**EXERCISE MATERIAL:**
═══

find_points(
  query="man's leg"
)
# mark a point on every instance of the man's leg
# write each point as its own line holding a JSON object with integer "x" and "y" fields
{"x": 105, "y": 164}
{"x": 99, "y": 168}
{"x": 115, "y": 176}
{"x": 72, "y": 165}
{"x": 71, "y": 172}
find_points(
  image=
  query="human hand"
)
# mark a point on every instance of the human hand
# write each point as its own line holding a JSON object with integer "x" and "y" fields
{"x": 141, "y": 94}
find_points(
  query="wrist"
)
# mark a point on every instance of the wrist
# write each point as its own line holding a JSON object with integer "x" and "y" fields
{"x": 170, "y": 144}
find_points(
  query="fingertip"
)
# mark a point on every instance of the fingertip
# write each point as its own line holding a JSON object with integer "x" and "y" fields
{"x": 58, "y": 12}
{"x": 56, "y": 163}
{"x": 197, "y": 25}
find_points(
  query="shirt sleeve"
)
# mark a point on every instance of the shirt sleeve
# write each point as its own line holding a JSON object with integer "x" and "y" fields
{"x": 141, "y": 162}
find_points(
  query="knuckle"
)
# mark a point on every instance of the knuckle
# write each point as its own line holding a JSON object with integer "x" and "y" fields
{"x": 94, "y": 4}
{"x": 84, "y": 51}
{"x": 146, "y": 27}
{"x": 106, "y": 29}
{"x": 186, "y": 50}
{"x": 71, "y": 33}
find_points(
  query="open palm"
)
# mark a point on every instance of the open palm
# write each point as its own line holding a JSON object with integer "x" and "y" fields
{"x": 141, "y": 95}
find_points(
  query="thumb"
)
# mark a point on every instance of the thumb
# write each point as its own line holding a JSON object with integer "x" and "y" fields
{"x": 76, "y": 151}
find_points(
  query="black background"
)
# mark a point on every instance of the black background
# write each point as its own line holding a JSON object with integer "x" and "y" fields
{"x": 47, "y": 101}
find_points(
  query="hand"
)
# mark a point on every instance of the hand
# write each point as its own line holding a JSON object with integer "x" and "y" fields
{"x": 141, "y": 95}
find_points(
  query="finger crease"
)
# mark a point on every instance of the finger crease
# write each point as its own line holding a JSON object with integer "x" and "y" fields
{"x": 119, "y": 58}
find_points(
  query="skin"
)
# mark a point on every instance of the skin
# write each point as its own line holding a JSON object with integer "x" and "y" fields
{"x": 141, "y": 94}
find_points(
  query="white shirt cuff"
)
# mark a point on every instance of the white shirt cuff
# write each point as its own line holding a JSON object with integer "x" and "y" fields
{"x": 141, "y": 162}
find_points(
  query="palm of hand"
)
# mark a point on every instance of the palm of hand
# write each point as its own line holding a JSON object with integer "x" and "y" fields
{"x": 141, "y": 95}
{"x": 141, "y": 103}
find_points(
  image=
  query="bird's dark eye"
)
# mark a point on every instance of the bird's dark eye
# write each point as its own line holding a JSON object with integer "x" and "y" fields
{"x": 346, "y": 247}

═══

**PROBLEM:** Copy out all the entries shown above, character for character.

**TASK SOLUTION:**
find_points(
  query="man's leg"
)
# mark a point on every instance of the man's leg
# write each point as its own line holding a JSON object with integer "x" and "y" fields
{"x": 105, "y": 164}
{"x": 99, "y": 168}
{"x": 115, "y": 176}
{"x": 72, "y": 165}
{"x": 71, "y": 172}
find_points(
  image=
  query="human hand"
)
# mark a point on every instance of the human hand
# write each point as its own line holding a JSON object with integer "x" and "y" fields
{"x": 141, "y": 94}
find_points(
  query="wrist"
)
# mark a point on every instance of the wrist
# write each point as its own line holding a JSON object with integer "x" and "y" fields
{"x": 170, "y": 144}
find_points(
  query="fingertip"
)
# mark a point on every instance of the fingertip
# write each point as its own line holding a JSON object with integer "x" and "y" fields
{"x": 58, "y": 12}
{"x": 56, "y": 163}
{"x": 197, "y": 25}
find_points(
  query="shirt sleeve"
)
# mark a point on every instance of the shirt sleeve
# write each point as its own line holding a JSON object with integer "x" and "y" fields
{"x": 141, "y": 162}
find_points(
  query="knuckle"
)
# mark a point on every instance of the knuckle
# write each point as its own line holding a JSON object with integer "x" and "y" fields
{"x": 94, "y": 4}
{"x": 84, "y": 51}
{"x": 146, "y": 27}
{"x": 106, "y": 29}
{"x": 186, "y": 50}
{"x": 71, "y": 33}
find_points(
  query="open palm"
)
# mark a point on every instance of the open palm
# write each point as its own line holding a JSON object with integer "x" and "y" fields
{"x": 141, "y": 95}
find_points(
  query="thumb"
)
# mark a point on every instance of the thumb
# write each point as its own line holding a JSON object with integer "x" and "y" fields
{"x": 76, "y": 151}
find_points(
  query="black background"
)
# mark a point on every instance of the black background
# write each point as its own line holding a JSON object with integer "x" and "y" fields
{"x": 47, "y": 101}
find_points(
  query="hand"
)
# mark a point on every instance of the hand
# write each point as its own line holding a JSON object with integer "x" and "y" fields
{"x": 141, "y": 95}
find_points(
  query="finger crease"
)
# mark a point on every instance of the finger crease
# write each point as its own line holding a JSON object with integer "x" and "y" fields
{"x": 119, "y": 58}
find_points(
  query="skin"
)
# mark a point on every instance of the skin
# write each point as its own line holding a JSON object with integer "x" and "y" fields
{"x": 141, "y": 94}
find_points(
  query="white shirt cuff"
)
# mark a point on every instance of the white shirt cuff
# write each point as its own line holding a JSON object with integer "x" and "y" fields
{"x": 141, "y": 162}
find_points(
  query="palm of hand"
)
# mark a point on every instance of the palm of hand
# write each point as its own line holding a JSON object with integer "x" and "y" fields
{"x": 141, "y": 95}
{"x": 141, "y": 103}
find_points(
  image=
  query="bird's dark eye"
)
# mark a point on every instance of the bird's dark eye
# write each point as its own line holding a JSON object with integer "x" and "y" fields
{"x": 346, "y": 247}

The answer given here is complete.